'''

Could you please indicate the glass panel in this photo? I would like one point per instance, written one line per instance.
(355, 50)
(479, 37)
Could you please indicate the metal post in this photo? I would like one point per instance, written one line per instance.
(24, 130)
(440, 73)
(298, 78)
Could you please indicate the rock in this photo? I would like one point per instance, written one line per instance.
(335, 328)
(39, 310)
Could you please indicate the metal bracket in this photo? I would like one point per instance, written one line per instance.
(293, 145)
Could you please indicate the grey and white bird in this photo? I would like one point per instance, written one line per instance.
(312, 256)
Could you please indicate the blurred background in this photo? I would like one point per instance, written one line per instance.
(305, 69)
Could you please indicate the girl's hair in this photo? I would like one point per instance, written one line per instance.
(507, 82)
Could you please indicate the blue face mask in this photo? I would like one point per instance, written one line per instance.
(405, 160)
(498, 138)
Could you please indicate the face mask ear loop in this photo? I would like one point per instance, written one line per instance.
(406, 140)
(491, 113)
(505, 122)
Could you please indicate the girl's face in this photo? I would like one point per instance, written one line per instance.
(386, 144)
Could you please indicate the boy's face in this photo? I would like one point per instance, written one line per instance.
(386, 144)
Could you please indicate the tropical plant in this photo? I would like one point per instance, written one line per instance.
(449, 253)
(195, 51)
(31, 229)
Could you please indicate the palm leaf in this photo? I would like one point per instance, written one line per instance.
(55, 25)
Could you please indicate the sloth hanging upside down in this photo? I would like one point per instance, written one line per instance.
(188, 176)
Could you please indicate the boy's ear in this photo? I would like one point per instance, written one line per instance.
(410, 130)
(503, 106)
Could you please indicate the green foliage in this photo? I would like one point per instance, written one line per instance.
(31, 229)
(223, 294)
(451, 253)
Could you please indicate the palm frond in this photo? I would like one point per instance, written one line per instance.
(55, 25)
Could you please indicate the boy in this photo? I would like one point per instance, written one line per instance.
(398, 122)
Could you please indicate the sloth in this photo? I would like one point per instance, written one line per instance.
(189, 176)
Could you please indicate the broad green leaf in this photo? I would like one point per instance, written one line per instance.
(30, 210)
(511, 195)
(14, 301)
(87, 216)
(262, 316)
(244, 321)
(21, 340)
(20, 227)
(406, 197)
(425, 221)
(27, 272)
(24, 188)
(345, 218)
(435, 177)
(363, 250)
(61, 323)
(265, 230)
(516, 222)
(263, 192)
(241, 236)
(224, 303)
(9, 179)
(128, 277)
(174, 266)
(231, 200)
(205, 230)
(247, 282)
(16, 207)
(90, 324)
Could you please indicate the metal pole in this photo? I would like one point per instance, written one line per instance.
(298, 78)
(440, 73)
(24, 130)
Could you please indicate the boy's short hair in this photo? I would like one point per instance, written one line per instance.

'''

**To do:** Everything from the line containing "Could you please indicate the boy's ear" to the last line of the entries above should be quoted exactly, and only that.

**Response to this exercise:**
Could you please indicate the boy's ear in this photo? I would like one point per instance, written one line per instance.
(410, 130)
(503, 106)
Could you please indicate the green foliage in this photo? I would like one point per instance, written one line per instance.
(31, 229)
(223, 294)
(451, 253)
Could you please indicate the palm frond in this photo? I would like one point per instance, written one line per instance.
(55, 25)
Could you please indicate the boy in this photo? I would like one point per instance, written one line per instance.
(398, 122)
Could you please indicate the sloth in this photo? I would like one point per instance, written one line per instance.
(189, 176)
Could you please indicate the broad green leaf in this photo? I would like one point per instance, written one line per instance.
(30, 210)
(511, 195)
(14, 301)
(87, 216)
(262, 316)
(244, 321)
(21, 340)
(20, 227)
(406, 197)
(425, 221)
(27, 272)
(24, 188)
(345, 218)
(435, 177)
(363, 250)
(61, 323)
(265, 230)
(516, 222)
(263, 192)
(241, 236)
(224, 303)
(9, 179)
(128, 277)
(174, 266)
(231, 200)
(205, 230)
(247, 282)
(16, 207)
(90, 324)
Could you please indicate the metal pole in this photo? I would like one point per instance, written one line per instance.
(298, 78)
(440, 73)
(24, 130)
Could you please indicate the boy's short hair in this photo? I would like one point per instance, written one line per instance.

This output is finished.